■ WHAT THIS TASK INVOLVES
Reproduce the material between the lines holding "Question. Provide a point on each instance of the car headlight" and "x=764, y=290", inclusive, changing each "headlight" to "headlamp" and leaving everything else as it stands. Give only those lines.

■ PROVIDED RECORDS
· · ·

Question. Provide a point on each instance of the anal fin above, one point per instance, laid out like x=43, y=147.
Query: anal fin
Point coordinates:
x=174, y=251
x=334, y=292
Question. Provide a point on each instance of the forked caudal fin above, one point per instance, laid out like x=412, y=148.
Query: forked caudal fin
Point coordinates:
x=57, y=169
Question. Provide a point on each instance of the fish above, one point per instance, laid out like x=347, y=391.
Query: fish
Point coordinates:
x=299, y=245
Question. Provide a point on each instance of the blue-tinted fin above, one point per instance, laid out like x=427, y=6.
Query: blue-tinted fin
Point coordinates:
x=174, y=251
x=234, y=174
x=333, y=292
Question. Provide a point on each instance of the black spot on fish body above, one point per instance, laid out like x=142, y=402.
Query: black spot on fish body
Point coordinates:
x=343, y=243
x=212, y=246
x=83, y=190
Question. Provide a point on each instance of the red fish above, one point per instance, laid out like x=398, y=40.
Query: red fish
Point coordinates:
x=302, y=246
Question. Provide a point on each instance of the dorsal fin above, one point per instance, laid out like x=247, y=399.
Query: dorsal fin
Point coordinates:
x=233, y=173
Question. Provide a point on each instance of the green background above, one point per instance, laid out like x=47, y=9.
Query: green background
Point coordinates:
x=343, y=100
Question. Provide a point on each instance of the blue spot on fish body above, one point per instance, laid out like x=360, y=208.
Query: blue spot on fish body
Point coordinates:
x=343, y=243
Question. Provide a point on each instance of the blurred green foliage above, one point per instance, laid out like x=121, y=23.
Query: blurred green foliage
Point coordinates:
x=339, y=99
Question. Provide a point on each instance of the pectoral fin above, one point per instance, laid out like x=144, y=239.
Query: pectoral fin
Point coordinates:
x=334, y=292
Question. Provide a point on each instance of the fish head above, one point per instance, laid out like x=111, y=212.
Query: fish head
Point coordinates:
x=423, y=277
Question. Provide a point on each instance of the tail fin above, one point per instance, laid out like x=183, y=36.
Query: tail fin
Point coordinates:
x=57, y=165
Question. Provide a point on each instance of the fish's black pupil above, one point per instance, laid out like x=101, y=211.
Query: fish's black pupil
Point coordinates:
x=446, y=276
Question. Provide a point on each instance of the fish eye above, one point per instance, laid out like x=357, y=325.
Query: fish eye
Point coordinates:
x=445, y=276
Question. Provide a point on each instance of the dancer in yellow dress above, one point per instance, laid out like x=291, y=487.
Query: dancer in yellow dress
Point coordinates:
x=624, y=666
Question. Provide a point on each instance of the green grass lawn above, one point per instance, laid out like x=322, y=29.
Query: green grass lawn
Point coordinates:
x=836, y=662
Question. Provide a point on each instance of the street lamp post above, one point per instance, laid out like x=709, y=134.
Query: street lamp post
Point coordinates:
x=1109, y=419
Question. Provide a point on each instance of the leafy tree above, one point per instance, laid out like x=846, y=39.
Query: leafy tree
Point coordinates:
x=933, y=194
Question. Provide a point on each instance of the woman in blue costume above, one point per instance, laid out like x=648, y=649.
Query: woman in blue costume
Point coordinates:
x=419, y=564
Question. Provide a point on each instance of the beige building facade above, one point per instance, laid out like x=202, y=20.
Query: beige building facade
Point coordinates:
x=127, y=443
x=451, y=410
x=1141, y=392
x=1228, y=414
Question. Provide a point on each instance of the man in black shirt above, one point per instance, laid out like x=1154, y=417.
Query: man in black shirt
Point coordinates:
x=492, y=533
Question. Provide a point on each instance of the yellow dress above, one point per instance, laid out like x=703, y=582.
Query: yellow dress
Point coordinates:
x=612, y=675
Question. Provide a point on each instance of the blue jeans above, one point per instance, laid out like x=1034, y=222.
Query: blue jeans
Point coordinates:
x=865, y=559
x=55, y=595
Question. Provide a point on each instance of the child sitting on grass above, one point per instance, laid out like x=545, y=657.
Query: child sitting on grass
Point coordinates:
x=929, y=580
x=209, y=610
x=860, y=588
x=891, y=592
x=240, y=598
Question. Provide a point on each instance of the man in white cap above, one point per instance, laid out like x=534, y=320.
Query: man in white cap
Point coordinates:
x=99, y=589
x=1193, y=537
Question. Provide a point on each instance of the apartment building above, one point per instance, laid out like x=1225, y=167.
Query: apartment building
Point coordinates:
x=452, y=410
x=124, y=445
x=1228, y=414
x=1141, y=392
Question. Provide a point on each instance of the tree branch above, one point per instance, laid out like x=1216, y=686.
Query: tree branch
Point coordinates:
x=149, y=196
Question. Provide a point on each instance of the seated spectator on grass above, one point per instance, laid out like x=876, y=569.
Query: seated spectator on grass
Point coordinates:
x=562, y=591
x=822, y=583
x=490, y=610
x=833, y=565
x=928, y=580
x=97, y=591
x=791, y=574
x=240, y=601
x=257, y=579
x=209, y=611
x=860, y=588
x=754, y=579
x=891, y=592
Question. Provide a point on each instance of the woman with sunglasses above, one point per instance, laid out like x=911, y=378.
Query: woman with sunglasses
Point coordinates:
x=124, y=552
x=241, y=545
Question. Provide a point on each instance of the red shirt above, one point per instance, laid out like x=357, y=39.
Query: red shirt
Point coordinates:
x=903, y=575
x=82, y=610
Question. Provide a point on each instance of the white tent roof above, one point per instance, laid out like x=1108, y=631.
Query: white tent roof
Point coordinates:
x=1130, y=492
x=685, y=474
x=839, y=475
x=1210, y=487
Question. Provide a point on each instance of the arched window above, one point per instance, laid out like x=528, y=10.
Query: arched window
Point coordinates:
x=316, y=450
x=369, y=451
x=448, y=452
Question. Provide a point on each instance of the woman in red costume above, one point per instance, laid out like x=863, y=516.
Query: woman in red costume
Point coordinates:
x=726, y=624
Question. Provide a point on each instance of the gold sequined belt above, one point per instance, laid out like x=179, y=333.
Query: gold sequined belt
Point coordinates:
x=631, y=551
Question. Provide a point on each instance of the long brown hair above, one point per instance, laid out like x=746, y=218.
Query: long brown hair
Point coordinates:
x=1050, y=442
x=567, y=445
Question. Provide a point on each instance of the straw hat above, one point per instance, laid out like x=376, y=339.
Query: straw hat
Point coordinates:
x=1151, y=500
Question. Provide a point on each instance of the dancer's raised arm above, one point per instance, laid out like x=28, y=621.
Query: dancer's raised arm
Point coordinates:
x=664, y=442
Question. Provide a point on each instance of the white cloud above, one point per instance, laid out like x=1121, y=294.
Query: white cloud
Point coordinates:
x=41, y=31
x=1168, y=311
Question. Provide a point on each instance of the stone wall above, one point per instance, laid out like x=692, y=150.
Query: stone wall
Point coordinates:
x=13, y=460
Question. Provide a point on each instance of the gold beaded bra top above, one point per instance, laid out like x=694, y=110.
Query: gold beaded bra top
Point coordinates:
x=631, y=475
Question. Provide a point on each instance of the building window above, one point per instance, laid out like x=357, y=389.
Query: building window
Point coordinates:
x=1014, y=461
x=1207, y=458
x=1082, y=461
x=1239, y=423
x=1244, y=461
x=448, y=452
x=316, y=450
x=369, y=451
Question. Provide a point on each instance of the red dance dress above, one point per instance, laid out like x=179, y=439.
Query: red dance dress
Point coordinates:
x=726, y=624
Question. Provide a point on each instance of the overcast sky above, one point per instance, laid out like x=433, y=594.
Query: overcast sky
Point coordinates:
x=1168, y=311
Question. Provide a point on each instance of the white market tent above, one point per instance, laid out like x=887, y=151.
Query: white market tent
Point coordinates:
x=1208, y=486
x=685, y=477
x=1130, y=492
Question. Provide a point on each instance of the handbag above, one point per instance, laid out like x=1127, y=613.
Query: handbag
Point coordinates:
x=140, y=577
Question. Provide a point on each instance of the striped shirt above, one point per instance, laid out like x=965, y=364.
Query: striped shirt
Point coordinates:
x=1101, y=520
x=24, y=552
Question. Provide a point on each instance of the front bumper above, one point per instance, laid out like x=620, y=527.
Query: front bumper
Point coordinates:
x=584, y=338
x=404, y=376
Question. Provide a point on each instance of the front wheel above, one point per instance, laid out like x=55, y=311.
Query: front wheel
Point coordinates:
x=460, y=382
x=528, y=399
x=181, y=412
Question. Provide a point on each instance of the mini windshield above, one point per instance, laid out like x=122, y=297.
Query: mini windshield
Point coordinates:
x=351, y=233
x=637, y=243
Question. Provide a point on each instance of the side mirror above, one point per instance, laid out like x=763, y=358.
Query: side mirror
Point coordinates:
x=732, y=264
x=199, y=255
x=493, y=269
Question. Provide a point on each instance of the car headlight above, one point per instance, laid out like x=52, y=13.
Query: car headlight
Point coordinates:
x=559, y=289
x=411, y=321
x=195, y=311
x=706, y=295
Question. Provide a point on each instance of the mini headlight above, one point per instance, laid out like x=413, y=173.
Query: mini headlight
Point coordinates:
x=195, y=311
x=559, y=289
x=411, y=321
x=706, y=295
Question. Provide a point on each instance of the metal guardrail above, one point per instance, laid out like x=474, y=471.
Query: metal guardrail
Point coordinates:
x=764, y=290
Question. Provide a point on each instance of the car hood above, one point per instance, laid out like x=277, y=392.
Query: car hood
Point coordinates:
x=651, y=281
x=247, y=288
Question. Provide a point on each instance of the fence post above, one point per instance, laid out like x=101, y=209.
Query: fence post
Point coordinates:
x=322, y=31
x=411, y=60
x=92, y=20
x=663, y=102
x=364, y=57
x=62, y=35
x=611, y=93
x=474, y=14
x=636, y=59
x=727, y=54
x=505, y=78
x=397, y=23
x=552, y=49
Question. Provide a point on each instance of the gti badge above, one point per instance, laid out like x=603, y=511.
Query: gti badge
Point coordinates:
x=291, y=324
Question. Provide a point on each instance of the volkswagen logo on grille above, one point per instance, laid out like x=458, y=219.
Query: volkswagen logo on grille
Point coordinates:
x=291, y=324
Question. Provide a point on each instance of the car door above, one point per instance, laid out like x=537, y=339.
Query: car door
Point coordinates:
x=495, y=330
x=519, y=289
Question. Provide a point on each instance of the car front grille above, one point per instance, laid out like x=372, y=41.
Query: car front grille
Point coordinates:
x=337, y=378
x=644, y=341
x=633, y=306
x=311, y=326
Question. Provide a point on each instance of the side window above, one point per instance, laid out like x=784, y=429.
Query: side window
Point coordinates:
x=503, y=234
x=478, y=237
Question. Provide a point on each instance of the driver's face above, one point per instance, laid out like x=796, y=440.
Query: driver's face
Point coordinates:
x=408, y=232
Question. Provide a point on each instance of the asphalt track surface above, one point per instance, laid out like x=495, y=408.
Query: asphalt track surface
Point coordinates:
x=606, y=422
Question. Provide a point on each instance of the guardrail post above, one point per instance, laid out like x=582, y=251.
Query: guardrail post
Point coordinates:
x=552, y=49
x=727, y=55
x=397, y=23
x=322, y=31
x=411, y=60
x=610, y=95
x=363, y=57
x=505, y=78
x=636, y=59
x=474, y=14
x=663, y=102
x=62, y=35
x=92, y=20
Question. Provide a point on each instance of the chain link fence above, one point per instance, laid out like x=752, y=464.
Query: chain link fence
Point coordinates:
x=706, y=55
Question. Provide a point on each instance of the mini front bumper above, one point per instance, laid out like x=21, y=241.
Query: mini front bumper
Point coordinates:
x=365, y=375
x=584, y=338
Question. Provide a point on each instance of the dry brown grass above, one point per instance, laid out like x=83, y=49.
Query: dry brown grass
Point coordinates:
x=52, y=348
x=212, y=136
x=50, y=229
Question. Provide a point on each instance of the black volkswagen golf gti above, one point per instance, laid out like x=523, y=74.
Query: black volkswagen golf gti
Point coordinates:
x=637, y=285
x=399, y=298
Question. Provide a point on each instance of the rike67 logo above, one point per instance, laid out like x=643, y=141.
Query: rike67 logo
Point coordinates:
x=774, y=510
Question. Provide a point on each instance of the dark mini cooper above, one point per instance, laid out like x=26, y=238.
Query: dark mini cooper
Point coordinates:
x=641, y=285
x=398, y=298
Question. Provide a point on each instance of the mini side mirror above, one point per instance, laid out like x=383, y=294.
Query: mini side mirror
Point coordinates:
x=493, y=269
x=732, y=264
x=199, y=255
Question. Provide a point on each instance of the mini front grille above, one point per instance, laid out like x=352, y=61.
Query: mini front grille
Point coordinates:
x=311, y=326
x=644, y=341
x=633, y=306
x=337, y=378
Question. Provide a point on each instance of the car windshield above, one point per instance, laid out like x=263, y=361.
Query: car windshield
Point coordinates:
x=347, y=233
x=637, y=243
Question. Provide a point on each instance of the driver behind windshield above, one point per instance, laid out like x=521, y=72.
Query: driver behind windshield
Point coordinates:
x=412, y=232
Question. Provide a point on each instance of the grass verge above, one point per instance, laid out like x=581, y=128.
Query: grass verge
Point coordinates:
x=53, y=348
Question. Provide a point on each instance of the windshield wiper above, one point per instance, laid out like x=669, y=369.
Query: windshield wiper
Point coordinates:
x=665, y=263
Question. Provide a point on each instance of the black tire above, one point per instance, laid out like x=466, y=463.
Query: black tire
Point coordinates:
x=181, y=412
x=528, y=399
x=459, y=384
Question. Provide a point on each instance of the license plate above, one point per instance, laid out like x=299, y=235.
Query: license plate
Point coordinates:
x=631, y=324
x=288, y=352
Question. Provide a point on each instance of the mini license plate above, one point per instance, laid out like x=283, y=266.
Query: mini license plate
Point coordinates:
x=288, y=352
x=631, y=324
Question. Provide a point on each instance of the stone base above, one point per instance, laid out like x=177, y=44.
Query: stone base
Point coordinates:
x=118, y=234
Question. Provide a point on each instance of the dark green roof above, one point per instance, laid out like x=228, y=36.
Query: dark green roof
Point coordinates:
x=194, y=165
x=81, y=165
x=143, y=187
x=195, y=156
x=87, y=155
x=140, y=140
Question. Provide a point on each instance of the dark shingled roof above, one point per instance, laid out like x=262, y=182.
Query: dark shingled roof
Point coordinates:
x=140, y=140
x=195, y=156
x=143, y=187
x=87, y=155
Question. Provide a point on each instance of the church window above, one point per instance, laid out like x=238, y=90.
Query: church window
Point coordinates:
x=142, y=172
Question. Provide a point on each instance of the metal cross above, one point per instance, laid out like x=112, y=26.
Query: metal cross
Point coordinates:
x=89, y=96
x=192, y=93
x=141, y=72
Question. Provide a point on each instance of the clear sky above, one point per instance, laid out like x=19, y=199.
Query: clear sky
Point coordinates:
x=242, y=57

· · ·

■ FINISHED TASK
Question. Provide a point on each instance of the car headlamp above, one point per instance, laid out like x=52, y=13.
Query: car headlamp
Point coordinates:
x=559, y=289
x=411, y=321
x=195, y=311
x=706, y=295
Question. Provide a point on each instance of the mini headlamp above, one point per instance, laid out like x=413, y=173.
Query: mini headlamp
Point coordinates:
x=195, y=311
x=559, y=289
x=411, y=321
x=706, y=295
Question. Provide a point on each instance of the metal guardrail above, one point per instance, laid out like x=474, y=471.
Query: metal guardrail
Point coordinates:
x=764, y=290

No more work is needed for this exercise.